* _PAGE TEXT_
+===+

Generic orchestration skills that duplicated the operator's global plugin set (autopilot, ralph/ralph-init/ralplan, team, cancel, trace, hud, git-master, code-review, security-review) and the removed-tooling omx-setup were culled from the repo — use the global versions.

🎯 Canonical entries

video-framework

Role: OMX-native front door for any "make a video" request. What it does: Routes the request across the seven established workflows — COPY, CREATE, NARRATED, PRESENTATION, LONG-FORM, FILM, UGC — by classifying the intent and reusing proven legacy engines behind clean adapter boundaries. Picks the right specialist instead of forcing the user to. Key features:

Single intake surface for both clone-style and from-scratch video requests
Adapter pattern preserves legacy engine quality without inheriting legacy mess
Hands off to a specialist (storyboard, clone-ad, movie-director, replicator, Higgsfield bridge, ugc, ...) once the mode is decided
Useful as the default first-touch when the user's intent is ambiguous

When to reach for it: Any open-ended video request — "I want to make a video", "can you do a video for X?" — where the production mode hasn't been picked yet.

Full guide: skills/video-framework/SKILL.md

brand-presenter

Role: Canonical (generic) presenter-video workflow. What it does: Turns a slide deck or structured topic into an intro/slides/outro narrated presentation using a branded host profile (avatar + voice + intro/outro framing). Personal/brand presenter skills (davendra-presenter, nex-presenter, bunty) all delegate here with a different host profile. Key features:

One generic workflow with swappable brand profiles (no copy-paste forks)
Slide-deck-aware framing (cover slide → body → call-to-action)
Lip-synced intro/outro plus TTS narration over body slides
Works for product explainers, internal updates, social-first brand cuts

When to reach for it: Anything narrated and host-led — explainers, demos, brand intros, presentation videos. Pick a personal alias instead if a specific host identity is required.

Full guide: skills/brand-presenter/SKILL.md

🎬 Video specialists

video-storyboard

Role: Brief or clone plan → explicit scene-by-scene storyboard artifact. What it does: Generates a storyboard.json artifact with optional character-to-scene bindings. Scenes can come from raw --scene strings or from a registered storyboard template; characters can be bound per-scene with --scene-character <sceneIndex:name>. Key features:

Mode-aware (storyboard vs director) so the right pipeline manifest applies
Storyboard-template aware — supports parameterised templates (environment, character A/B)

+===+

* _WORK INSTRUCTION_
Continue the skills catalog text from its last sentence, keeping the same format.

+===+

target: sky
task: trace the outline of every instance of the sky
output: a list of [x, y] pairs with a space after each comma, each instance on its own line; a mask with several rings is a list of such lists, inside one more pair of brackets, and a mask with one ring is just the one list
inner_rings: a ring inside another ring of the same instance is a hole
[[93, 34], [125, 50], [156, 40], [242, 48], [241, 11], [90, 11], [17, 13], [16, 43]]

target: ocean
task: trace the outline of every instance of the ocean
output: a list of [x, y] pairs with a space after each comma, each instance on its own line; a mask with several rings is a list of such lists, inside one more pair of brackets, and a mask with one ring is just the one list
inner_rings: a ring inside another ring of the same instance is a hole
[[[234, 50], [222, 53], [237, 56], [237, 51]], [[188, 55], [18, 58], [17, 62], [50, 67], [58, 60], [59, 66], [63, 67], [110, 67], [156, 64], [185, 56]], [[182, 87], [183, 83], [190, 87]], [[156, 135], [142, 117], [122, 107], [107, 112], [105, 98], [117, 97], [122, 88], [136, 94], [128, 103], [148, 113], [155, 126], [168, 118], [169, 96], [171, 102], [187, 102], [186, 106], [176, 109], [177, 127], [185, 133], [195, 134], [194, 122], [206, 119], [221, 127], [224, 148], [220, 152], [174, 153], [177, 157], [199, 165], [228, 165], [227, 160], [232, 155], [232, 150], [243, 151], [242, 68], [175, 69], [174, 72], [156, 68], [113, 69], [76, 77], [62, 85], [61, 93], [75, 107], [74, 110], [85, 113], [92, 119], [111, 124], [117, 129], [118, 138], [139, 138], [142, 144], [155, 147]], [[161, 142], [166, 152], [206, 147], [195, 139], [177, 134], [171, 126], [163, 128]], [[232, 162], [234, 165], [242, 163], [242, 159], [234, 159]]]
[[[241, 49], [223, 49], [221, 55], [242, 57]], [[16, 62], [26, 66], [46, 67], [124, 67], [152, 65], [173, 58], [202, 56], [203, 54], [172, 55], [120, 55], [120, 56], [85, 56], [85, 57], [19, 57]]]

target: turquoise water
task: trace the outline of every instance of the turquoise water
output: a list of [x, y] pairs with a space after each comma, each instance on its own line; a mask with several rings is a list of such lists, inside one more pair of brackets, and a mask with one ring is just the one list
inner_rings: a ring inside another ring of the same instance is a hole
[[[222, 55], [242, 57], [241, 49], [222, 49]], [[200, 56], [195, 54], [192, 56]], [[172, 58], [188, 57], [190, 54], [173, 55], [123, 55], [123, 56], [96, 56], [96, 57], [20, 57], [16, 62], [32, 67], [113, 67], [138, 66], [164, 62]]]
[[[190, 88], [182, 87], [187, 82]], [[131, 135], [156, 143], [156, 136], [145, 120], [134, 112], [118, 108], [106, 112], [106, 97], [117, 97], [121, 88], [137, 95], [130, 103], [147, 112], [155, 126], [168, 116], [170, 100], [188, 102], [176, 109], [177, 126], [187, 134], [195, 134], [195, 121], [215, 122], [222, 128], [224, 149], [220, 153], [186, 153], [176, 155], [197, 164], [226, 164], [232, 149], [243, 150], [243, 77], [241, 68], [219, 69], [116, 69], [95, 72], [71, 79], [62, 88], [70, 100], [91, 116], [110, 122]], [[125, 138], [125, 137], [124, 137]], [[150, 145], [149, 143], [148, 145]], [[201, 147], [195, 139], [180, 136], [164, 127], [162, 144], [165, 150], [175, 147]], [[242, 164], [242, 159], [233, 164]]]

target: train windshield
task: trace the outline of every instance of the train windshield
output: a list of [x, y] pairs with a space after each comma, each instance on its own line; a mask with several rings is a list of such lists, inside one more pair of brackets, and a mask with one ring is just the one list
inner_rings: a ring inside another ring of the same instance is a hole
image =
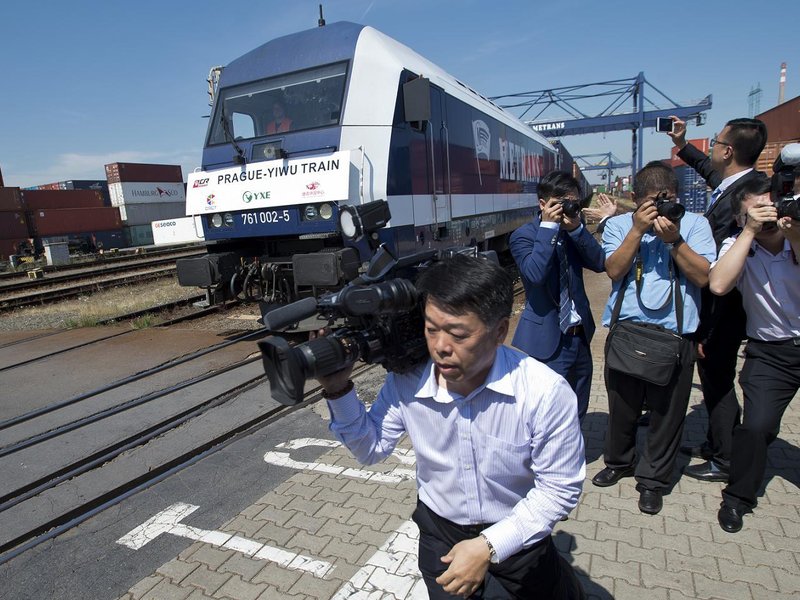
[[208, 145], [338, 124], [346, 73], [337, 63], [221, 89]]

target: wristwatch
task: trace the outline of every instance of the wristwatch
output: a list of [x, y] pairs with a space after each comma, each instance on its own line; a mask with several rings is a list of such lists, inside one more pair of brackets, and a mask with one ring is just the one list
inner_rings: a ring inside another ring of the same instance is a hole
[[492, 542], [490, 542], [489, 538], [487, 538], [482, 533], [479, 535], [483, 538], [483, 541], [486, 542], [486, 545], [489, 546], [489, 562], [492, 563], [493, 565], [496, 565], [500, 561], [497, 560], [497, 552], [495, 551], [494, 546], [492, 546]]
[[683, 239], [683, 236], [679, 235], [677, 240], [675, 240], [674, 242], [666, 242], [664, 245], [667, 247], [667, 250], [672, 252], [685, 241], [686, 240]]

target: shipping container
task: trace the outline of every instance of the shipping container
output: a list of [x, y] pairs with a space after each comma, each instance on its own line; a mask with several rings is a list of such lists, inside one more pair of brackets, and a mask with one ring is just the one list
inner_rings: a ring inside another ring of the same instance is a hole
[[110, 183], [108, 192], [111, 197], [111, 206], [186, 202], [186, 189], [182, 182]]
[[0, 188], [0, 212], [23, 210], [19, 188]]
[[116, 208], [61, 208], [28, 211], [28, 223], [38, 237], [122, 229]]
[[125, 241], [130, 246], [152, 246], [153, 228], [147, 225], [132, 225], [125, 227]]
[[200, 215], [153, 221], [152, 226], [153, 243], [157, 246], [161, 244], [201, 242], [205, 239]]
[[26, 210], [103, 208], [103, 195], [95, 190], [22, 190]]
[[108, 183], [123, 181], [183, 181], [180, 165], [153, 165], [145, 163], [111, 163], [106, 165]]
[[24, 212], [0, 212], [0, 239], [15, 240], [29, 235]]
[[183, 202], [124, 204], [118, 208], [123, 224], [128, 226], [147, 225], [150, 227], [150, 223], [153, 221], [186, 216], [186, 205]]

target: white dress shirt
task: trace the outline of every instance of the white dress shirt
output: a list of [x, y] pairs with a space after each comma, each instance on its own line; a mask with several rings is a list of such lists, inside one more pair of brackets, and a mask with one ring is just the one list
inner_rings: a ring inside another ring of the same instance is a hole
[[578, 503], [585, 478], [575, 393], [560, 375], [501, 346], [466, 397], [436, 381], [433, 364], [390, 373], [369, 412], [355, 391], [328, 401], [331, 431], [363, 464], [408, 433], [428, 508], [484, 530], [499, 560], [544, 539]]

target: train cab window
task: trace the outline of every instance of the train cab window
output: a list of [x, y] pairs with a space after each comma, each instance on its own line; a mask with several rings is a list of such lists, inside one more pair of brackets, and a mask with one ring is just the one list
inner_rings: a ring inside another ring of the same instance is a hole
[[220, 89], [208, 145], [336, 125], [347, 63]]

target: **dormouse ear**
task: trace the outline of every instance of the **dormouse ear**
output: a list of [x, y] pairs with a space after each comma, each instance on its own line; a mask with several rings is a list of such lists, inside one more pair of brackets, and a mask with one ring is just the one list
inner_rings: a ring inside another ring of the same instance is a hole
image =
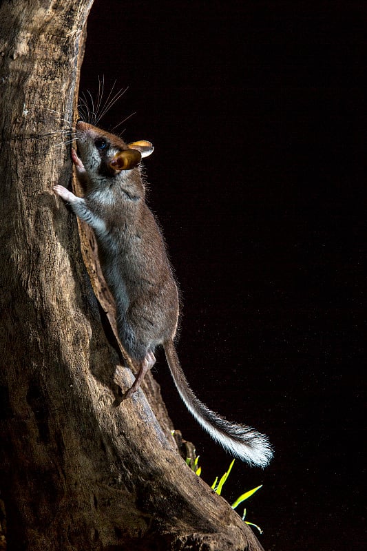
[[137, 149], [125, 149], [118, 152], [110, 161], [109, 166], [115, 172], [131, 170], [137, 167], [141, 160], [141, 154]]
[[140, 140], [138, 142], [128, 143], [127, 147], [131, 149], [137, 149], [140, 151], [142, 157], [149, 157], [154, 151], [153, 144], [145, 140]]

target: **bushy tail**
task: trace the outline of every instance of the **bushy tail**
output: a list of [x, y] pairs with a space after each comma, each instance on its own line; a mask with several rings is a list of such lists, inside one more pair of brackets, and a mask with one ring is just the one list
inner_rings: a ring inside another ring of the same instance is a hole
[[172, 340], [165, 342], [164, 348], [177, 390], [202, 427], [235, 457], [250, 465], [265, 467], [273, 457], [267, 437], [246, 425], [231, 423], [209, 409], [189, 386]]

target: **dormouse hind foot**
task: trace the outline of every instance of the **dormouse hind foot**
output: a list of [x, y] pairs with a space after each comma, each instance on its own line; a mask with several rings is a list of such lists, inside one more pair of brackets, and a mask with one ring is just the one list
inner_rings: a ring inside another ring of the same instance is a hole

+===+

* _ANSWER TO THE PROBLEM_
Per-scene character binding flows into character-consistency enforcement
Output is canonical JSON and validates against schemas/video/

When to reach for it: "storyboard this brief", "turn this plan into scenes", "assign characters to scenes".

Full guide: skills/video-storyboard/SKILL.md

video-analyze-template

Role: Reference video → reusable template packet. What it does: Analyzes a source video (path or URL) and writes a normalized analyze-output.json that can be saved as a reusable template via template-save. With --auto, drives the analysis through the Gemini key pool to fill pacing, beats, keep/change guidance, and reusable variables automatically. Key features:

Manual mode (operator-driven beats/keeps/changes) and auto mode (Gemini-backed)
Round-robin Gemini key rotation with per-key cooldown for resilient analysis
Endpoint override via VCLAW_GEMINI_API_ENDPOINT for local Gemini-compatible targets
Output composes directly into template-save → clone-plan → storyboard-from-clone

When to reach for it: "analyze this video style", "break this ad into reusable structure", "turn this reference into a template".

Full guide: skills/video-analyze-template/SKILL.md

video-clone-ad

Role: Saved template → new product/brand via the canonical clone-execute flow. What it does: Adapts a known template to a new intent while preserving execution structure (scene count, motion, pacing). Drives the clone-plan → storyboard-from-clone → execution-seed → execute chain in one logical workflow. Key features:

Template-driven so structural quality is reused, not re-derived per project
Mode-aware (storyboard for fast iteration; director for full approval-gated runs)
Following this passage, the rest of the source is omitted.